Find the word "train" in the data. Return every line where it appears.

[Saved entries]
....................

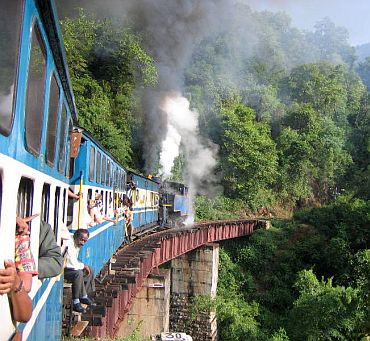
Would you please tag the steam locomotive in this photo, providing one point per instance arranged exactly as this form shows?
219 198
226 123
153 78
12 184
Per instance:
44 155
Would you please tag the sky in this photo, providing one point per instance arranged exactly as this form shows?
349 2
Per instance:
351 14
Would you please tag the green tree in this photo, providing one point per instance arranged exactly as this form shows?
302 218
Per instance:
249 155
323 311
106 64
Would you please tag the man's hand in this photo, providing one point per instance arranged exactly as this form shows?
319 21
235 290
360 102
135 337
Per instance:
87 269
22 223
9 279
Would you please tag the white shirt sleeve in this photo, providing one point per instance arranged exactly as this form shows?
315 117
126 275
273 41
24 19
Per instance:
72 256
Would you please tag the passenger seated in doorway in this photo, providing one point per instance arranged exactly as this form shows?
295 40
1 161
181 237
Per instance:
99 202
73 195
79 274
50 260
16 277
127 212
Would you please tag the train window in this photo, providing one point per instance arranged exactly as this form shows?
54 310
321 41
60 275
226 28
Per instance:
56 211
98 167
1 194
103 170
61 142
108 173
64 205
45 202
92 163
35 91
71 169
68 147
24 197
10 27
52 121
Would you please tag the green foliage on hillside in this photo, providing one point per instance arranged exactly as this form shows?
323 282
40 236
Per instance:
302 280
290 112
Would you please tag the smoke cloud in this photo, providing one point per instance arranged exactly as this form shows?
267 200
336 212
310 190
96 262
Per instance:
173 29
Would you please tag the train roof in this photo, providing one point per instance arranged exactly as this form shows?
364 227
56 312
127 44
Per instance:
87 135
50 20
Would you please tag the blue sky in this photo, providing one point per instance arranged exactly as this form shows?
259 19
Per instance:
354 15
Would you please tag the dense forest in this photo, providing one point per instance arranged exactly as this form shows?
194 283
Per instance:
289 112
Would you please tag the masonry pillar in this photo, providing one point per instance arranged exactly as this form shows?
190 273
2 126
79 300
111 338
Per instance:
150 308
195 273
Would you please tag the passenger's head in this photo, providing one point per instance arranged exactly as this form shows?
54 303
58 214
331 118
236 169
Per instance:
91 203
81 236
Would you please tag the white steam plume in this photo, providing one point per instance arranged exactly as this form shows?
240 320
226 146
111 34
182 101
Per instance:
200 153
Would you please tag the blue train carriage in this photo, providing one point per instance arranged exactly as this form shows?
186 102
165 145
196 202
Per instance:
99 177
143 192
37 113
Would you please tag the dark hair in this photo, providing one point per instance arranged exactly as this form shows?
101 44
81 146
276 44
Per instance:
78 234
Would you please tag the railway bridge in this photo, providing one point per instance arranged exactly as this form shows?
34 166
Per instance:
133 265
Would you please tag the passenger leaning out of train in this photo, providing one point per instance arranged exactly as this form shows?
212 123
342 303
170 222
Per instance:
16 277
96 216
79 274
127 213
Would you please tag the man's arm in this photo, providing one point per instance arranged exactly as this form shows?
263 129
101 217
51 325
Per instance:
50 257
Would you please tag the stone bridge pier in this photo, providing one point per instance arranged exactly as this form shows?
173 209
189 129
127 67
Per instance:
162 303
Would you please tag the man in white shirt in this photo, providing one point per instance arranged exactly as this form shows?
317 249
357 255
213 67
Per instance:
79 274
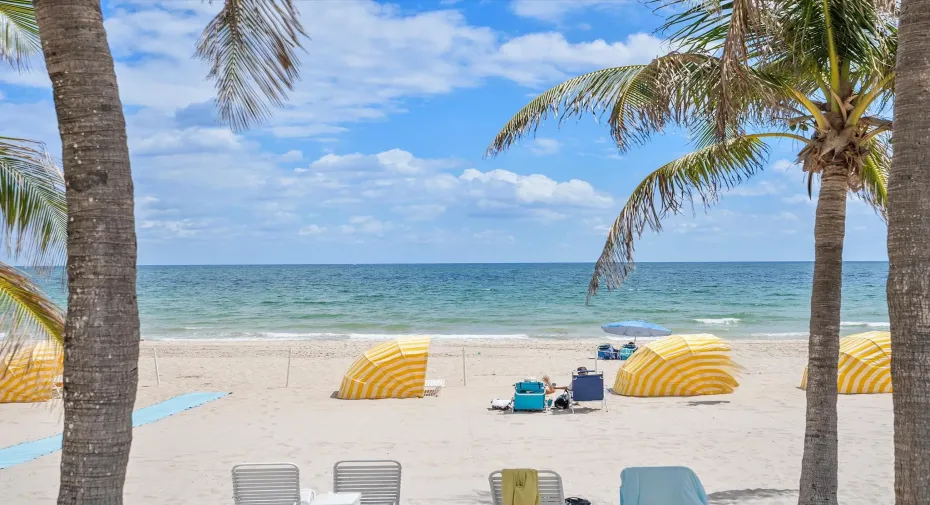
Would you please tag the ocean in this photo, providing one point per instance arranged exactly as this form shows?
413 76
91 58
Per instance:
257 302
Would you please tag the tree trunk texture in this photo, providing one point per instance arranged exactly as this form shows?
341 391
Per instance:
102 328
819 463
909 257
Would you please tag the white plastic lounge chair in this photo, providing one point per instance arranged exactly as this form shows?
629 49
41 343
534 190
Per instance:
550 488
433 387
377 480
266 484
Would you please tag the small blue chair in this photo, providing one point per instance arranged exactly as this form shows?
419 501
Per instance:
588 386
661 485
529 396
607 352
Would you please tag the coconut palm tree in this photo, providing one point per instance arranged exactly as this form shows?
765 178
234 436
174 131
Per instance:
819 73
251 47
32 205
909 259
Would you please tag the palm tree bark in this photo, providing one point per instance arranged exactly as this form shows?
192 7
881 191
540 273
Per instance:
819 464
102 327
909 257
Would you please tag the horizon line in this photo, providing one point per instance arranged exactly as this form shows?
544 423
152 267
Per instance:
24 267
486 263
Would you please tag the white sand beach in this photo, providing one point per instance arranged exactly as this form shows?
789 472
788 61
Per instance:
746 447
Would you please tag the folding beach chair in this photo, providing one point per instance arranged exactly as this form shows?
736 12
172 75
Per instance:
550 488
266 484
661 485
377 480
588 387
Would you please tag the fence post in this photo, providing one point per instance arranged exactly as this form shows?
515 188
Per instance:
157 378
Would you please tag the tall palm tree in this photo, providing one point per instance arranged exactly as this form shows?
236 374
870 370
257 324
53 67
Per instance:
251 46
909 259
818 72
32 205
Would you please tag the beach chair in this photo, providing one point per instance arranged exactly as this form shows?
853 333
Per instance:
529 395
377 480
588 387
266 484
550 488
433 387
661 485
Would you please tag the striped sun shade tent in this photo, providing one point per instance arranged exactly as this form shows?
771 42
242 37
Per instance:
865 364
679 365
29 373
395 369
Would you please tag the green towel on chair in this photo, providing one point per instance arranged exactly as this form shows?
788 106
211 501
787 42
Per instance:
520 486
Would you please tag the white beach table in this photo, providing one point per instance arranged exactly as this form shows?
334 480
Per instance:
333 499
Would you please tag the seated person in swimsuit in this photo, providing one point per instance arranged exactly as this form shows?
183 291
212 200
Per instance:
551 388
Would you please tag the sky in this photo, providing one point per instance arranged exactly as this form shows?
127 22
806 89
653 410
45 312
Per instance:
378 156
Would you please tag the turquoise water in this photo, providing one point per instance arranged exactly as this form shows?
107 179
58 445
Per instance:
733 300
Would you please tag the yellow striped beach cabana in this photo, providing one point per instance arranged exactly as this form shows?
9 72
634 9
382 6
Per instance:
395 369
864 365
679 365
29 373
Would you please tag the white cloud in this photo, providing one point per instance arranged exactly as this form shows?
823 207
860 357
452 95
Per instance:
189 140
545 146
312 229
555 10
425 212
763 188
535 188
356 226
363 59
292 155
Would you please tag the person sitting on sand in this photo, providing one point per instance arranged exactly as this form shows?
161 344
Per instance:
551 388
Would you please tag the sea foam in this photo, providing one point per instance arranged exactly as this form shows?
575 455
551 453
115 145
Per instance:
718 321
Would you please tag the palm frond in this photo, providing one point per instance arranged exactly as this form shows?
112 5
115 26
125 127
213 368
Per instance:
251 46
873 175
593 92
33 208
25 312
701 175
19 32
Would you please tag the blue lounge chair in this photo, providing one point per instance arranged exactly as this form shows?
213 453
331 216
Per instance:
607 352
661 485
588 387
530 396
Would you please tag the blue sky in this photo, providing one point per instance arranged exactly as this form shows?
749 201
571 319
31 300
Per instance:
378 158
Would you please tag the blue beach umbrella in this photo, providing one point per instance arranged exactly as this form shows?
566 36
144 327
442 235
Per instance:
636 329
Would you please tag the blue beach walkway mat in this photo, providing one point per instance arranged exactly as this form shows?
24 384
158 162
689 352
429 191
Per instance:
28 451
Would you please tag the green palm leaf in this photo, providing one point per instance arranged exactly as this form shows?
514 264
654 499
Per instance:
873 175
701 175
19 33
25 312
32 203
251 46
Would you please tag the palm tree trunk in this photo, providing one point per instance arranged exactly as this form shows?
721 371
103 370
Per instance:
909 257
102 328
819 463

....................

Exercise result
Would you please tag the train window in this photo, providing one point per instance arranged exactly as this form shows?
Would you please tag the train roof in this photo, providing one point per instance arranged exactly as this form shows?
Would you please tag the blue train carriage in this photo, providing one point per instance arranged exactly as this form shows?
Would you please tag the passenger leaning out of train in this photo, providing one point per instance arranged exactly as this form shows?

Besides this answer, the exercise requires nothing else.